= Instruction =
Rewrite the records below with every "Target" renamed to "Object", keeping every other character the same.

= Listed entries =
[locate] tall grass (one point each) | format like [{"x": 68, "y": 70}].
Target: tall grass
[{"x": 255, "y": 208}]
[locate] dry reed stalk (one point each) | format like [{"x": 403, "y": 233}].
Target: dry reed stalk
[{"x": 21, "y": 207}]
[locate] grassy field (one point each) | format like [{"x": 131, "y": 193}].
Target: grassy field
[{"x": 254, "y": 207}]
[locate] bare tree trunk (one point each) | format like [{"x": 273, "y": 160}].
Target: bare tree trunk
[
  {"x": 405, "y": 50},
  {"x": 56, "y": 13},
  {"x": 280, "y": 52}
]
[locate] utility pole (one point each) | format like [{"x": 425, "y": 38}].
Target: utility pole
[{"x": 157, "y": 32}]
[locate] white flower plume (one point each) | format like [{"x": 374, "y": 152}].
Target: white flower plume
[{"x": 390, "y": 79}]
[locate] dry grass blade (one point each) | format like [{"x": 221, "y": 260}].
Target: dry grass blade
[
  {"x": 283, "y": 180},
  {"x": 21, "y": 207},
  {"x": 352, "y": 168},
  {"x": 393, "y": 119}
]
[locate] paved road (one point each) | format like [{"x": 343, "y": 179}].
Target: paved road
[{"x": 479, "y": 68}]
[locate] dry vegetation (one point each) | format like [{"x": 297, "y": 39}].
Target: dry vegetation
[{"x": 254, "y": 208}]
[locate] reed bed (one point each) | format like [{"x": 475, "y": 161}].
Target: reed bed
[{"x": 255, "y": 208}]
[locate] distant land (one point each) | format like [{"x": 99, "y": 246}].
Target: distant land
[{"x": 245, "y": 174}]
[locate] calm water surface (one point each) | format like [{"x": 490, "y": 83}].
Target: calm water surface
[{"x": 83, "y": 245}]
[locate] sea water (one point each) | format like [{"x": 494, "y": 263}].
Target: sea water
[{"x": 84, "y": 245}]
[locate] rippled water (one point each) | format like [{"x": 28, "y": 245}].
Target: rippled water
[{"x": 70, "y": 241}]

= Answer to this problem =
[locate] tall grass (one point each) | format like [{"x": 68, "y": 70}].
Object: tall grass
[{"x": 255, "y": 208}]
[locate] dry reed stalk (one point each) | format like [{"x": 403, "y": 233}].
Object: dry reed stalk
[{"x": 21, "y": 207}]
[locate] grassy field (one point each) | format like [{"x": 131, "y": 193}].
Object: grassy field
[{"x": 254, "y": 207}]
[locate] bare tree trunk (one point each) | format like [{"x": 273, "y": 160}].
Object: bare tree trunk
[
  {"x": 405, "y": 50},
  {"x": 56, "y": 13},
  {"x": 280, "y": 52}
]
[locate] utility pole (one point each) | format like [{"x": 425, "y": 38}].
Object: utility pole
[{"x": 157, "y": 32}]
[locate] white flower plume (one point each) | format like [{"x": 374, "y": 152}].
Object: white flower plume
[{"x": 390, "y": 79}]
[locate] dry grass blade (one point each) | format like [{"x": 221, "y": 260}].
Object: dry grass blade
[
  {"x": 283, "y": 180},
  {"x": 21, "y": 207},
  {"x": 352, "y": 168},
  {"x": 393, "y": 119}
]
[locate] paved road (one point each) | format like [{"x": 343, "y": 179}].
Object: paved road
[{"x": 479, "y": 68}]
[locate] dry vegetation (one point each) | format like [{"x": 297, "y": 39}].
Object: dry vegetation
[{"x": 254, "y": 208}]
[locate] reed bed (one point each) | format like [{"x": 475, "y": 161}].
Object: reed bed
[{"x": 255, "y": 208}]
[locate] distant land (one point each) | format like [{"x": 99, "y": 246}].
Object: distant land
[{"x": 245, "y": 174}]
[locate] calm water surface (one point each) | format like [{"x": 490, "y": 83}].
Object: calm water surface
[{"x": 83, "y": 245}]
[locate] sea water (one point each) | format like [{"x": 494, "y": 263}].
Object: sea water
[{"x": 84, "y": 245}]
[locate] rippled water (one point each) | format like [{"x": 28, "y": 245}].
Object: rippled water
[{"x": 70, "y": 241}]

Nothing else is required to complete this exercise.